EXERCISE PROMPT:
Please write out the part of the rebuttal below that begins with the words containing "The War on Drugs is not" and ends with "people on ‘Ice’.", copying it word for word.

TEXT SHOWN:
'''

Duffy’s drug discourse, loses the plot … Drug Free Australia seeks right of reply

BY: DFA ADMIN

Michael Duffy’s claim (SMH, 7 September) that ‘illegal drug use is fun and - unless you get caught – harmless’, is erroneous, contradictory, and sends a very dangerous message. His article is a blatant abuse of his journalistic licence and Drug Free Australia is seeking a right of reply.

Michael Duffy’s claim (SMH, 7 September) that ‘illegal drug use is fun and - unless you get caught – harmless’, is erroneous, contradictory, and sends a very dangerous message.  His article is a blatant abuse of his journalistic licence and Drug Free Australia is seeking a right of reply.

Error No. 1 - Alcohol and tobacco cause greatest harm
Proportionately, per capita, this is questionable. However the point is that these drugs have been legalized, thus making them more acceptable and available. If illicit drugs were to be legalized, as is suggested by Mr Duffy, we would see far greater harm in our communities, adding to the existing health burdens caused by alcohol and tobacco. We’ve already seen this with the decriminalization cannabis in SA in the late 80’s which lead to increased use, and people thinking it was not harmful. Evidence to the contrary now shows that it has all the health problems of tobacco, plus links to schizophrenia and psychosis. Without being legalized, Cannabis is still the most used illicit drug in Australia.

Error No 2 – Prohibition is considered ‘incredulous’
The 20 year QUIT smoking campaigns in Australia have effectively prohibited advertising in our media, prohibited smoking in our bars, planes, buses, train, trams  and workplaces. They are internationally acknowledged as making a significant contribution to Australia’s reduced smoking rates.

Error No 3 – The War on drugs is failing
This is totally incorrect. Examples to the contrary include this quote from a recent Australian Federal Police report.

“It has been confirmed that in late 2000, the heroin availability within Australia fell.  Authoritative analysis has found the shortage could be attributed - at least in part - to the success of law enforcement efforts in disrupting major trafficking syndicates supplying the Australian market with heroin from South East Asia.
For instance, it led to a significant drop in the number of fatal overdoses from heroin, with some 600 fewer deaths per year than were occurring in the late 1990s’.

The War on Drugs is not lost – it has just taken a new course. If anything, we need to increase our effort and Drug Free Australia has strategies on how we could do this, with recommendations to the Federal Parliament.

Error No 4 – Illicit drug are not harmful

  • Ask any parent who has lost one of their own to a heroin overdose
  • Ask any family member who has lost a child or sibling from cannabis-related suicide.
  • Ask any police officer who has had to report this to the parent or grandparent
  • Ask any medical practitioner about having to deal in the emergency department of a hospital about the increasing incidence  psychotic episodes from young people on ‘Ice’.
  • Ask any police worker who has had to take on the job of dismantling a Meth lab and clean up the filthy, toxic site …. and ask them about the condition in which  they have found the babies and small children at these sites

In Australia, ‘Ice’ or methamphetamine and ecstasy are a clear and present danger – with a conservative 1 in 10 people having tried these drugs and where, according to the Federal Police ‘clandestine laboratory seizures have risen from 58 in 1996-97 to 381 in 2004 05.

Surely, upon reflection, even people of Mr Duffy’s ilk would concede, that the use of heroin and other illicit drugs is hardly a safe way for anyone to have fun!

'''

STUDY MATERIAL:
'''

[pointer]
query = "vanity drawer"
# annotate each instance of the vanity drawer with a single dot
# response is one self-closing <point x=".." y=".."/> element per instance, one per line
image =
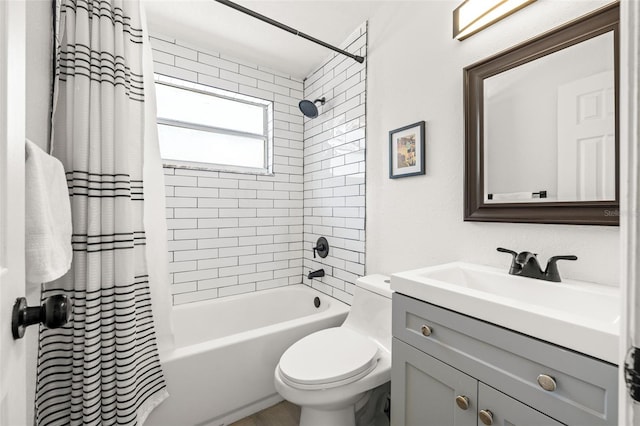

'''

ANSWER AREA:
The War on Drugs is not lost – it has just taken a new course. If anything, we need to increase our effort and Drug Free Australia has strategies on how we could do this, with recommendations to the Federal Parliament.

Error No 4 – Illicit drug are not harmful

  • Ask any parent who has lost one of their own to a heroin overdose
  • Ask any family member who has lost a child or sibling from cannabis-related suicide.
  • Ask any police officer who has had to report this to the parent or grandparent
  • Ask any medical practitioner about having to deal in the emergency department of a hospital about the increasing incidence  psychotic episodes from young people on ‘Ice’.